→ What needs to be done
Please copy the rows below word for word, leaving the pictures out of your answer.

┌────────

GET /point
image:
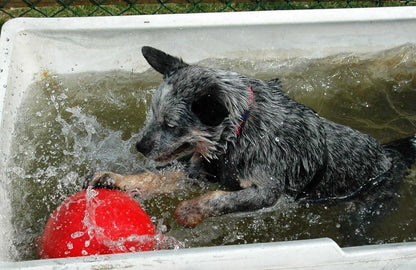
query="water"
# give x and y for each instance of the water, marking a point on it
(72, 125)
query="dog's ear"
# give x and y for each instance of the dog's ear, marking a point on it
(162, 62)
(209, 109)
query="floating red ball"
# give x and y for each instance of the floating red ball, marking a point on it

└────────

→ Output for this task
GET /point
image:
query="water"
# give x and y for each instance of the water, marking a point on it
(72, 125)
query="dog's ear"
# give x and y for each instance of the dog's ear, marking a point on it
(162, 62)
(209, 109)
query="floating red ball"
# give x and y for each instance of the floating red ball, marking a point on it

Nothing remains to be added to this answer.